Consigne 1: Dans l'extrait sur les équipages de la marine, prenez la phrase qui commence par « Le matelot est un homme de main ». Listez les qualités du matelot qu'elle exprime par un adjectif seul, sans aucun complément.
Consigne 2: Poursuivez l'extrait sur les équipages de la marine à partir de sa dernière phrase.

35Tous les officiers mariniers touchent des avances. Celles des maîtres s’échelonnent entre 120 et 400 livres pour une campagne de quatre mois sous Louis XV. Elles atteignent parfois 500 livres sous Louis XVI. Celles des seconds maîtres et des aides se situent entre 30 et 200 livres (mais parfois 500 livres) sous Louis XIV et atteignent 450 livres sous Louis XVI. Les maîtres les mieux payés sont généralement ceux chargés de la navigation et des manœuvres : les pilotes et les maîtres d’équipage, qui peuvent parfois toucher autant d’avances que l’aumônier et les chirurgiens, voire plus, mais les maîtres canonniers et maîtres charpentiers n’ont quelquefois rien à leur envier.
36Sur le navire, les officiers mariniers logent au milieu, avec les soldats.
Les matelots
37Selon l’Encyclopédie Méthodique de Marine, publiée en 1783 par Vial du Clairbois, le matelot
« est un homme de marine fait et formé à la mer, qui fait tout ce qui regarde le matelotage comme garnir les manœuvres, faire toutes les épissures, les différents nœuds, estroper et frapper les poulies, capeler les haubans et les étais, passer toutes les manœuvres en général, enverguer et déverguer les voiles, prendre les ris, faire les pointures, de beau comme de mauvais temps, mâter et démâter un vaisseau de toute manière et dans toutes les circonstances, mouiller, lever les ancres, les traverser et les mettre à poste, faire l’arrimage d’une cale suivant le plan qu’on lui prescrit, etc. Le matelot est un homme de main en général, propre à tout ce qu’on veut, qui a une mécanique usuelle qu’il sait employer à propos ; il est bon soldat, alerte, agile, hardi, robuste, fait à la fatigue, et capable d’affronter tous les dangers et les intempéries de l’air33 ».
38Les matelots sont donc les hommes à tout faire : la manœuvre du gréement, des ancres, des canons ainsi que tous les travaux physiques difficiles de manutention et d’entretien. Ils participent aussi à la défense du navire lorsque celui-ci est attaqué. L’origine sociale de ces hommes est généralement modeste.

Données fournies:

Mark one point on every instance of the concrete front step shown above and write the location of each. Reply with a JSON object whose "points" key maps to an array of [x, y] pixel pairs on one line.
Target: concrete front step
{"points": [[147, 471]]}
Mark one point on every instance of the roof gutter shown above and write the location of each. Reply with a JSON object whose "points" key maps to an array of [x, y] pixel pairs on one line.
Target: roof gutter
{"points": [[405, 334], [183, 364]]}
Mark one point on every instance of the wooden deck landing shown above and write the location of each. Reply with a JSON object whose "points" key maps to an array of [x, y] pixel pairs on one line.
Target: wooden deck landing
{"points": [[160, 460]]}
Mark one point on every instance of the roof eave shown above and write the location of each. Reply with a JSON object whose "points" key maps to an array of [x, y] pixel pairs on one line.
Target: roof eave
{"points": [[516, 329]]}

Réponse 1: alerte, agile, hardi, robuste

Réponse 2:
39La vie des matelots reste méconnue à bien des égards. Ne sachant pas écrire, ils n’ont pas rédigé de mémoires. Les seuls témoignages à leur égard se trouvent dans la correspondance entre les ports et les bureaux du secrétaire d’État de la Marine. Ils émanent d’officiers divers qui se plaignent très souvent de la « canaille » pour lui reprocher son indiscipline, son avidité, sa paresse, son manque de fiabilité, sa tendance à déserter ou à se mutiner, son goût prononcé pour le jeu, l’alcool, le libertinage34. Le mémoire rédigé en 1743 par le commissaire des classes granvillais Letourneur décrit les matelots de son quartier comme indisciplinés,
« toujours prêts à se mutiner et à se révolter pour ensuite avoir des procès contre leurs officiers au retour des navires, dont ceux-ci ont presque toujours été les victimes, les matelots se soutenant […] les uns ne voulant pas aller où le capitaine a ordre de conduire son navire, les autres ne voulant point travailler, ou voulant toucher la totalité de leur solde […] il paraît convenir de sévir vigoureusement contre eux35 ».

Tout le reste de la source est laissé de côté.